Required task 1: Return the passage of the text on VoIP access through Cloudflare that runs between "Introduction" and "for VoIP calls.", inclusive, copied word for word.
━━━ Text segment ━━━
Last reviewed: 21 days ago

Introduction

Traditional VPN solutions create several problems for VoIP deployments, primarily due to their inefficiencies in handling real-time traffic protocols such as SIP and RTP. Legacy VPN deployments introduce high latency and jitter, which negatively impact voice call quality. Additionally, they often struggle with NAT traversal, leading to connection issues for VoIP calls.

Cloudflare improves over traditional VPN solutions by leveraging its global network of data centers in over 300 cities to significantly reduce latency for remote users. When using our device agent, remote users are automatically connected to the nearest Cloudflare data center, thus reducing latency.

This document explains how to architect access to a self-hosted VoIP service using Cloudflare. Note the solution below uses our WARP Connector, a small piece of software deployed on a server in the same subnet as the VoIP servers and creates bi-directional traffic flow through Cloudflare to users.

Bi-directional VoIP traffic flow

Figure 1: Cloudflare facilitates secure connectivity from user devices to the network where the SIP server is running.
Figure 1: Cloudflare facilitates secure connectivity from user devices to the network where the SIP server is running.
━━━ Dataset excerpts ━━━
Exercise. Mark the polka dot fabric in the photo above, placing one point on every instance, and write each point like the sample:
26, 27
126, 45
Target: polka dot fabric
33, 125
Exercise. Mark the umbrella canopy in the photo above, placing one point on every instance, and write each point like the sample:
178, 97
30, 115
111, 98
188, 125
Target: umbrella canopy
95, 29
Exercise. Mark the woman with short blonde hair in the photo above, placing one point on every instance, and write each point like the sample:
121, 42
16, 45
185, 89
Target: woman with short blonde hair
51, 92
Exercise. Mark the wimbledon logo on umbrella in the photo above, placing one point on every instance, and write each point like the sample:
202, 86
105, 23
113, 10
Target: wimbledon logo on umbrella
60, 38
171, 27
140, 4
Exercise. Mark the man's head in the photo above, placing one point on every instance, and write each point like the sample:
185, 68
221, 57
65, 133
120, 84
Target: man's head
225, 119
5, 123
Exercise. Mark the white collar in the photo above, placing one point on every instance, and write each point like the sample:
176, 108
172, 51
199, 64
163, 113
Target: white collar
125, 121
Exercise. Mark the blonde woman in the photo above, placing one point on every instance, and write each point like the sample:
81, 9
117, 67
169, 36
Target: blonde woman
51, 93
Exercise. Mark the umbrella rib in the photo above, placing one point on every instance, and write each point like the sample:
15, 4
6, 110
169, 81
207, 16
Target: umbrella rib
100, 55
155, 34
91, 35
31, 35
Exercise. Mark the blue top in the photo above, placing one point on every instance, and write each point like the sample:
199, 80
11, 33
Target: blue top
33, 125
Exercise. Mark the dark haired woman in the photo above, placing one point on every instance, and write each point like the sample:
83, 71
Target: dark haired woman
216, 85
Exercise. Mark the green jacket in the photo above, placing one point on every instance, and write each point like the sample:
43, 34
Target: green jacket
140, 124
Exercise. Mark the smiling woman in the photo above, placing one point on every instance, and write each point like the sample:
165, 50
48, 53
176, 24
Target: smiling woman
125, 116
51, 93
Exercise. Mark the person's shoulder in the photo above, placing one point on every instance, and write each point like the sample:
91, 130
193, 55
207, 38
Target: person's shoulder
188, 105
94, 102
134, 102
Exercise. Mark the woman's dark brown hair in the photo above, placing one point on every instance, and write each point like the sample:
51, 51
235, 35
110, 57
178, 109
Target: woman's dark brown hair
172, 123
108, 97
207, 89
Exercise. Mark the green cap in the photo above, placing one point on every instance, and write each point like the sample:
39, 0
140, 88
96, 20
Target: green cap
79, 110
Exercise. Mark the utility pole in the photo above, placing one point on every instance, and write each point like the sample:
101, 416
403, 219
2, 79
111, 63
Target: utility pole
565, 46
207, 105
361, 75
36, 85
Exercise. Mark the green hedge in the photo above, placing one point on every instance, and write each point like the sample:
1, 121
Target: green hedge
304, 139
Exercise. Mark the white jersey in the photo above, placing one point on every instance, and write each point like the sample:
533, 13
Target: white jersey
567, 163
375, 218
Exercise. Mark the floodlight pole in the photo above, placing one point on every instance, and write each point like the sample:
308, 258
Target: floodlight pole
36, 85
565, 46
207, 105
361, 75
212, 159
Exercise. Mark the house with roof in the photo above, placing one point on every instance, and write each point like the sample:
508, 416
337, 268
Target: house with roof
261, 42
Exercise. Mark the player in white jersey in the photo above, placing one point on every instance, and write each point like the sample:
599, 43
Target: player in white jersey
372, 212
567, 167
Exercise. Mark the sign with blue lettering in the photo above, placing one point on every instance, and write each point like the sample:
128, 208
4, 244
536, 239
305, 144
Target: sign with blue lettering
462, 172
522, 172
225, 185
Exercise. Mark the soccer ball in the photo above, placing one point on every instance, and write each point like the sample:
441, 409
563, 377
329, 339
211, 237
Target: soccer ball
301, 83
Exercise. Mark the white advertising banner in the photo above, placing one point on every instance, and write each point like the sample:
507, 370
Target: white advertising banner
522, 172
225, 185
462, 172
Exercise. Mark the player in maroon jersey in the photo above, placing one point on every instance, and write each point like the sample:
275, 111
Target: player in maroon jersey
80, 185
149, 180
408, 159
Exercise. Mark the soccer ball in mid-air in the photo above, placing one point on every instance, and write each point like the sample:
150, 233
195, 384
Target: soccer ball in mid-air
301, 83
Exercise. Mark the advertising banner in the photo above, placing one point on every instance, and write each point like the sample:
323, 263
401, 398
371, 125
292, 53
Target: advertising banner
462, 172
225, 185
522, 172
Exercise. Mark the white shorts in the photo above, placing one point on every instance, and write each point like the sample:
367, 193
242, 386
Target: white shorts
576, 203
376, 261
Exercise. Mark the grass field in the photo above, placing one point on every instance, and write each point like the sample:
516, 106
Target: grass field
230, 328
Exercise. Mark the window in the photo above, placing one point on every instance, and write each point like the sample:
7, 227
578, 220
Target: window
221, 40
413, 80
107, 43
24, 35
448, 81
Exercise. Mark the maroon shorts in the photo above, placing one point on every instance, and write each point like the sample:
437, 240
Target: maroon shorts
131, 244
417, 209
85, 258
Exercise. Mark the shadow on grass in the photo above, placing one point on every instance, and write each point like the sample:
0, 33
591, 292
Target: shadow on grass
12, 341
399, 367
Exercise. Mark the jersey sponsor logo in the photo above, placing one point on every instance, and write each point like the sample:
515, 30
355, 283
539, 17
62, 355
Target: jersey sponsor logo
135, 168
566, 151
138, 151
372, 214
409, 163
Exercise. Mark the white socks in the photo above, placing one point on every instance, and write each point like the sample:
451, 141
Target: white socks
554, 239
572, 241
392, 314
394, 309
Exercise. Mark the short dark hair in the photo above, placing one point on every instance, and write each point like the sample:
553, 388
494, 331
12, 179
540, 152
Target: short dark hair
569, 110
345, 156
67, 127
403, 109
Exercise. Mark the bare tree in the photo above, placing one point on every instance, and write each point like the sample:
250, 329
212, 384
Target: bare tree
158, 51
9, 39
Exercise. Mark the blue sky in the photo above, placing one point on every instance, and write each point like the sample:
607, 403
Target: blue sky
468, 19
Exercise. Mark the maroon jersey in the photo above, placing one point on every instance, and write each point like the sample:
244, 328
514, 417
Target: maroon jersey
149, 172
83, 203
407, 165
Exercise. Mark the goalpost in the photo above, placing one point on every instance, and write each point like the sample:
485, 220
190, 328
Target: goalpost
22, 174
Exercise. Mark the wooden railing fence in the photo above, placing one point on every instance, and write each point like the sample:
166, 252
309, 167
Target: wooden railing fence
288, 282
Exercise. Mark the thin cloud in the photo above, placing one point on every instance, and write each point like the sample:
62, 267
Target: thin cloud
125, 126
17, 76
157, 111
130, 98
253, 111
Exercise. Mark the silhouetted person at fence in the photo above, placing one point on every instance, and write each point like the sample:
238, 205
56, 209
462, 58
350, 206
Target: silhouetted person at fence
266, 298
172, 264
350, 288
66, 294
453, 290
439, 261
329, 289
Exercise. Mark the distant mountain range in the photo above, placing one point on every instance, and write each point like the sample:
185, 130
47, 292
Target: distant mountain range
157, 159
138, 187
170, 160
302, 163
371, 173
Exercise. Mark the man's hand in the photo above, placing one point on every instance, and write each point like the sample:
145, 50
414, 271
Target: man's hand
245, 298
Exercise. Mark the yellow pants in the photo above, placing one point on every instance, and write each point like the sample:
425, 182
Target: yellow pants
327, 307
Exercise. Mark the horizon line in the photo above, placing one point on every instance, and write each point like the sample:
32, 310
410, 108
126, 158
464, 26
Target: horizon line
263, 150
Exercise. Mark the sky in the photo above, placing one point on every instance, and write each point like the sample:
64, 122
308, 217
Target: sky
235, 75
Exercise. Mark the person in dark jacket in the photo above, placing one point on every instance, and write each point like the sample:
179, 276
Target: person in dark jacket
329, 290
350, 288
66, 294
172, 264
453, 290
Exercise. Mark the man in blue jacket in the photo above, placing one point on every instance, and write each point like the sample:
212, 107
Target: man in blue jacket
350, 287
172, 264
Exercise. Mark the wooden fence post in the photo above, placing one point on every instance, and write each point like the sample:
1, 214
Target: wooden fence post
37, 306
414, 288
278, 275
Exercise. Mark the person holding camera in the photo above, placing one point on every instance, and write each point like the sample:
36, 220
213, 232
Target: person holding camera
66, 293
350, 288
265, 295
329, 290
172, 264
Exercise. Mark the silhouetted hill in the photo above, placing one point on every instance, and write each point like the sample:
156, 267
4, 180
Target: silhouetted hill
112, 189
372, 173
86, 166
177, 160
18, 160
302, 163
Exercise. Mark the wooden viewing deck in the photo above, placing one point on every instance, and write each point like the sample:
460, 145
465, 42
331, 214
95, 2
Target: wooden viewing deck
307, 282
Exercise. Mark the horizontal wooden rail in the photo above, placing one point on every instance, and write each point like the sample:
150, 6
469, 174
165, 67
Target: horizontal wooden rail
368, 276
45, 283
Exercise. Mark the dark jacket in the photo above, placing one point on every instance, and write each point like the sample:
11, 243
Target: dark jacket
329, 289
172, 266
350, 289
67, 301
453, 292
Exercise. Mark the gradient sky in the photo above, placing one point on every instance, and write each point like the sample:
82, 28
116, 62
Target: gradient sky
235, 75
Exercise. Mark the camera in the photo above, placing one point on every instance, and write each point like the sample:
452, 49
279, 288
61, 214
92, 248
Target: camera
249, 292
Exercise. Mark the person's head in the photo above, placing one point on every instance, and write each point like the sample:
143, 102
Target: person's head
━━━
Required task 2: Locate every line of the listing above that contains the string "shadow" and copy each of those lines.

Full response 1:
Introduction

Traditional VPN solutions create several problems for VoIP deployments, primarily due to their inefficiencies in handling real-time traffic protocols such as SIP and RTP. Legacy VPN deployments introduce high latency and jitter, which negatively impact voice call quality. Additionally, they often struggle with NAT traversal, leading to connection issues for VoIP calls.

Full response 2:
Exercise. Mark the shadow on grass in the photo above, placing one point on every instance, and write each point like the sample:
Target: shadow on grass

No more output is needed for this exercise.